Problem requirements =>
Give the lines below as a JSON list of strings, one string per line, starting with the line that contains "for the clerical" and going on through the last line. Skip blank lines and leave the pictures out.

[Entries from a pointing dataset]
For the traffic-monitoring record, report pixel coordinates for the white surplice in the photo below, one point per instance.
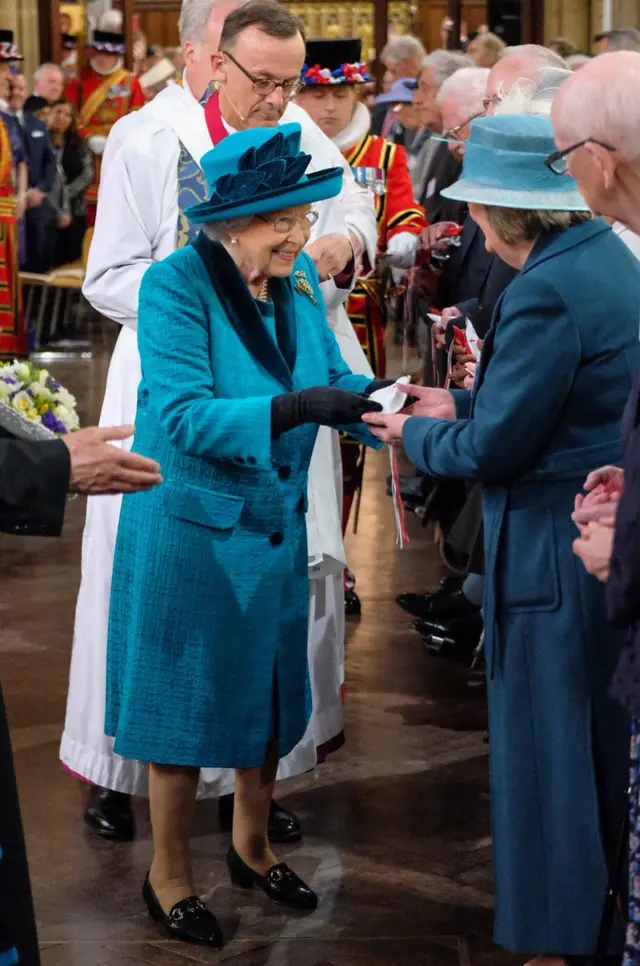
(136, 225)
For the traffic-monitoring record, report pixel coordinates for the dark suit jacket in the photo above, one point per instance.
(443, 171)
(40, 154)
(34, 477)
(623, 587)
(40, 222)
(33, 484)
(473, 279)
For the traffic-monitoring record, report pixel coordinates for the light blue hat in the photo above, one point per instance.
(504, 167)
(259, 170)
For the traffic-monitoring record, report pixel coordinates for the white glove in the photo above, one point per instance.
(97, 143)
(401, 250)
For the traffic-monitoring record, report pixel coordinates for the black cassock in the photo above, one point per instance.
(34, 477)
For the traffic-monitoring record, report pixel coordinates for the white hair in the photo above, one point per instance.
(621, 38)
(444, 63)
(194, 16)
(402, 48)
(605, 109)
(534, 97)
(576, 61)
(467, 86)
(44, 69)
(540, 56)
(111, 20)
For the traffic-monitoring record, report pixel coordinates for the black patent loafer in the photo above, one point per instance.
(189, 920)
(110, 814)
(284, 826)
(280, 884)
(352, 605)
(445, 604)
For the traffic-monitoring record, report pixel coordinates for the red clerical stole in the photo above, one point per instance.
(213, 117)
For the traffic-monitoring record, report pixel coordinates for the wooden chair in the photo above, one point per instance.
(60, 281)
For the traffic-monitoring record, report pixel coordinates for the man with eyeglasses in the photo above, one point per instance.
(252, 53)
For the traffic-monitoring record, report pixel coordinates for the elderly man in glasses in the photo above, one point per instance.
(151, 173)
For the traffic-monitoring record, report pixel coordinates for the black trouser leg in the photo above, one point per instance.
(17, 920)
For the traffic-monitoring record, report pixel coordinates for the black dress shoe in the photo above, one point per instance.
(446, 603)
(284, 827)
(280, 884)
(460, 628)
(352, 605)
(456, 640)
(189, 920)
(110, 814)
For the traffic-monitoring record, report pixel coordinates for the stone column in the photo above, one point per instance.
(22, 18)
(571, 19)
(626, 13)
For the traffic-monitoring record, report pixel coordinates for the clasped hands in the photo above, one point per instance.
(436, 403)
(595, 516)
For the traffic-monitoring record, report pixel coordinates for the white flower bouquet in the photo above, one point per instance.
(33, 405)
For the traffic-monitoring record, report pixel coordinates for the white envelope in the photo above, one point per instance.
(391, 399)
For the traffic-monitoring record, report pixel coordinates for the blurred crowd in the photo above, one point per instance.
(486, 165)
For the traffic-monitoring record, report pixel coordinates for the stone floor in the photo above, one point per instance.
(397, 823)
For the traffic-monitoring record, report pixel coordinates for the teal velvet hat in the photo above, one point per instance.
(504, 166)
(260, 170)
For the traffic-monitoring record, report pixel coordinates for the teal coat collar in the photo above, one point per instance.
(279, 358)
(553, 243)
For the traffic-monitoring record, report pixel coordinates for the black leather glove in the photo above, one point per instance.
(322, 405)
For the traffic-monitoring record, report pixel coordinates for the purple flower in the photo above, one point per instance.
(55, 425)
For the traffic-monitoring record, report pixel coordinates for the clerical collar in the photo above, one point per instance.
(105, 73)
(356, 129)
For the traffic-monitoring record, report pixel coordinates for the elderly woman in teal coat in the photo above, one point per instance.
(549, 394)
(207, 652)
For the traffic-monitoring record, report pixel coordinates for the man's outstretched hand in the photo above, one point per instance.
(98, 468)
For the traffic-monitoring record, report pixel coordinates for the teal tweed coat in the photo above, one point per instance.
(207, 649)
(554, 377)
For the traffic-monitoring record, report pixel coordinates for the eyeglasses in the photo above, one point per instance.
(263, 86)
(454, 132)
(285, 224)
(492, 101)
(558, 162)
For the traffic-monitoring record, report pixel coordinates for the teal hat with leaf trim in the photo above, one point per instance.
(261, 170)
(504, 166)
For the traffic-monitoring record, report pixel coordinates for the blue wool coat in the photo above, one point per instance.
(555, 374)
(207, 650)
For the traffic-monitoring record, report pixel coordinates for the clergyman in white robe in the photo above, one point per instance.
(137, 224)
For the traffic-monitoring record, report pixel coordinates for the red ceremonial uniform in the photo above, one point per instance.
(13, 335)
(102, 99)
(382, 165)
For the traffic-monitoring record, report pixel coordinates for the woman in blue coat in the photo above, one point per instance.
(207, 651)
(554, 376)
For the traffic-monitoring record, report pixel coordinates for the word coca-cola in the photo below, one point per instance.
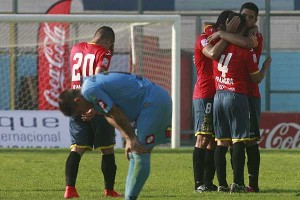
(281, 135)
(54, 52)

Reply to the exercise =>
[
  "For the traffic-monitoring record, report pixel coordinates for the clerical collar in the photo above, one point per instance.",
  "(105, 73)",
  "(356, 129)",
  "For the traffic-monitoring record, report pixel coordinates for the elderly woman in teal coat in the photo above, one point per instance.",
  "(549, 394)",
  "(207, 652)",
  "For the traffic-monitoring record, report pixel coordinates for the man's outstretched hand in the photo above, one point per instance.",
  "(98, 468)",
  "For the traffic-monitoring record, report pixel coordinates for the teal tweed coat in the photo above, one point per instance.",
  "(207, 649)",
  "(554, 377)",
  "For the traffic-monitoring record, report pixel coordinates for the eyeglasses in the photo above, one point per instance.",
  "(263, 86)",
  "(454, 132)",
  "(285, 224)",
  "(492, 101)",
  "(558, 162)",
  "For the traffic-monitoring record, report pixel coordinates for the teal hat with leaf trim in the photo above, one point per instance.",
  "(261, 170)",
  "(504, 166)",
  "For the traffic-monitoring record, report pixel coordinates for the blue wool coat in the photo above, one point per instance.",
  "(555, 374)",
  "(207, 650)",
  "For the traffic-monitoring record, report pixel coordinates for the clergyman in white robe in the photo above, one point per instance.",
  "(137, 224)",
  "For the traffic-monitoring record, report pixel coordinates for the red ceremonial uniform in the photo above, one point per instance.",
  "(13, 335)",
  "(102, 99)",
  "(382, 165)",
  "For the traffic-monitoring record, report pixel coordinates for the woman in blue coat in the photo above, one point per instance.",
  "(207, 651)",
  "(554, 376)",
  "For the traffic-monitoring record, report pixel coordinates for the word coca-cola in the photo below, one point per instance.",
  "(281, 135)",
  "(54, 52)"
]